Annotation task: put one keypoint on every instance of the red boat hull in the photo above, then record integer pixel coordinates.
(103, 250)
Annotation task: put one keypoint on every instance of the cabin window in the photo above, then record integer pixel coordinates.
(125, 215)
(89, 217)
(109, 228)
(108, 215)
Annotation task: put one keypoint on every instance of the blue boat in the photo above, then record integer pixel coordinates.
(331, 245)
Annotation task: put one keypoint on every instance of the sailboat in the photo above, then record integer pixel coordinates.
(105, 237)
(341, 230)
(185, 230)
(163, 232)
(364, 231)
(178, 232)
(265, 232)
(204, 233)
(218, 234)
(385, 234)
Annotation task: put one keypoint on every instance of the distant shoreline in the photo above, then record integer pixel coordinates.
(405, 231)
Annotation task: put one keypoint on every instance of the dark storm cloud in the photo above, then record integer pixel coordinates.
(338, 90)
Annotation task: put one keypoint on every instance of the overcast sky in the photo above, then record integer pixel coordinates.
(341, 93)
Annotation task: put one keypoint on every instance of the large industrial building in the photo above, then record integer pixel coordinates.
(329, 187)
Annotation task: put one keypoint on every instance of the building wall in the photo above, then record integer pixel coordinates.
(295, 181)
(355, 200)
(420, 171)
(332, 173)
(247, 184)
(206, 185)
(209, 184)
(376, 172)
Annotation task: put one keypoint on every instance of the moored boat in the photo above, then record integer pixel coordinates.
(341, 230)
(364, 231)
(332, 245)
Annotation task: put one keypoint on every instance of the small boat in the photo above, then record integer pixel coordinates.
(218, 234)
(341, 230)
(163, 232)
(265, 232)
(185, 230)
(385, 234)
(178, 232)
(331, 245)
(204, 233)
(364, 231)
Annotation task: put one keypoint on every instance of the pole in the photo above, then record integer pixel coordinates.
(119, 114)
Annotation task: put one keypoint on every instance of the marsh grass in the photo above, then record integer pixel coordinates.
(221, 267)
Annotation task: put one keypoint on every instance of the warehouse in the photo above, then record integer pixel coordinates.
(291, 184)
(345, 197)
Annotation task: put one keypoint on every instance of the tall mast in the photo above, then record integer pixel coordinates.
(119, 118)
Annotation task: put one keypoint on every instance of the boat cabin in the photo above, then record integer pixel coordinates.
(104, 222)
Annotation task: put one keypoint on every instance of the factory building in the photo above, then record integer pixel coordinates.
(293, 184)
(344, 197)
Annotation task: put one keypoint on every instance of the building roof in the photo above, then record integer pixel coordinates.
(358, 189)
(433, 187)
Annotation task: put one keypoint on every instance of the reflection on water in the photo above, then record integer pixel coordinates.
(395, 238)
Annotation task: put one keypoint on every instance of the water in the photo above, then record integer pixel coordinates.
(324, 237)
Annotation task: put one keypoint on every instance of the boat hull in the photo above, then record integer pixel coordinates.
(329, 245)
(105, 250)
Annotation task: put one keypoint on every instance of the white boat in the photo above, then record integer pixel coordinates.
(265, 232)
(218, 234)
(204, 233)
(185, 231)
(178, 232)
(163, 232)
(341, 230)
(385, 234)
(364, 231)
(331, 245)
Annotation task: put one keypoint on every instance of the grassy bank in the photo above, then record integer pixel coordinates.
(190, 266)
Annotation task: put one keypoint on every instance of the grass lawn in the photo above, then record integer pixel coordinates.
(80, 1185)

• **WHAT YOU HAVE TO DO**
Please quote the data above in full, with no line missing.

• **SOLUTION FOR THIS EXERCISE**
Annotation task: put one keypoint on every instance of the red boat hull in the photo above, then record integer pixel coordinates.
(103, 250)
Annotation task: put one keypoint on every instance of the cabin window in the photo above, then record integer pixel coordinates.
(125, 215)
(89, 217)
(109, 228)
(108, 215)
Annotation task: put one keypoint on every instance of the blue boat in the photo above, then record integer pixel coordinates.
(331, 245)
Annotation task: put one keypoint on every instance of the sailboat in the photo above, then record integer pixel coordinates.
(105, 237)
(341, 230)
(185, 230)
(163, 232)
(364, 231)
(178, 232)
(265, 232)
(204, 233)
(218, 234)
(385, 234)
Annotation task: put one keypoint on every instance of the distant shoreline in the photo above, then record integer pixel coordinates.
(405, 231)
Annotation task: put one keypoint on every instance of the dark storm cloud in the photo above, then record integer pixel coordinates.
(338, 90)
Annotation task: put one keypoint on every instance of the overcast sky in the photo above, then record integer pixel coordinates.
(341, 93)
Annotation task: put one keypoint on every instance of the large industrial building in the photo above, then record integer pixel coordinates.
(329, 187)
Annotation task: put one keypoint on every instance of the building wall in the photo above, then record integer pixel coordinates.
(295, 181)
(355, 200)
(420, 171)
(332, 173)
(247, 184)
(206, 185)
(209, 184)
(376, 172)
Annotation task: put one keypoint on every instance of the moored boat in the photo above, then record integer pixel coordinates.
(341, 230)
(364, 231)
(332, 245)
Annotation task: put one keypoint on every instance of the small boat in the photo above, then record integer pixel coordinates.
(218, 234)
(341, 230)
(163, 232)
(265, 232)
(185, 230)
(385, 234)
(178, 232)
(331, 245)
(204, 233)
(364, 231)
Annotation task: put one keypoint on every instance of the pole in the photo above, then record integer pixel coordinates.
(119, 114)
Annotation task: put one keypoint on every instance of the marsh grass in the photo above, then record integer pixel coordinates.
(221, 267)
Annotation task: put one keypoint on every instance of the warehouse in the photo above, then record integer pixel coordinates.
(291, 184)
(345, 197)
Annotation task: put one keypoint on every instance of the tall mast in the photo above, then record integer pixel coordinates.
(119, 118)
Annotation task: put one keypoint on every instance of the boat cabin in the photo above, then record integer pixel coordinates.
(104, 222)
Annotation task: put one keypoint on every instance of the factory building in the photo above, then record integer pixel coordinates.
(293, 184)
(344, 197)
Annotation task: put one keypoint on every instance of the building roof in the photo above, then record integer pixel coordinates.
(358, 189)
(433, 187)
Annotation task: put one keypoint on every instance of the reflection on water in the photo above, then record integer pixel coordinates.
(395, 238)
Annotation task: put one keypoint on every instance of the water in the photo above, then record integer pixel coordinates.
(324, 237)
Annotation task: put one keypoint on every instance of the boat hull in the photo above, then record integer pixel coordinates.
(329, 245)
(105, 250)
Annotation task: put one keypoint on every instance of the white boat in the photo above, then record integer pixel coordinates.
(265, 232)
(218, 234)
(204, 233)
(185, 231)
(178, 232)
(163, 232)
(341, 230)
(385, 234)
(364, 231)
(331, 245)
Annotation task: put one keypoint on every instance of the grassy bank in the photo above, then record integer pixel coordinates.
(190, 266)
Annotation task: put one keypoint on every instance of the grass lawn in the photo above, then record integer pixel coordinates.
(80, 1185)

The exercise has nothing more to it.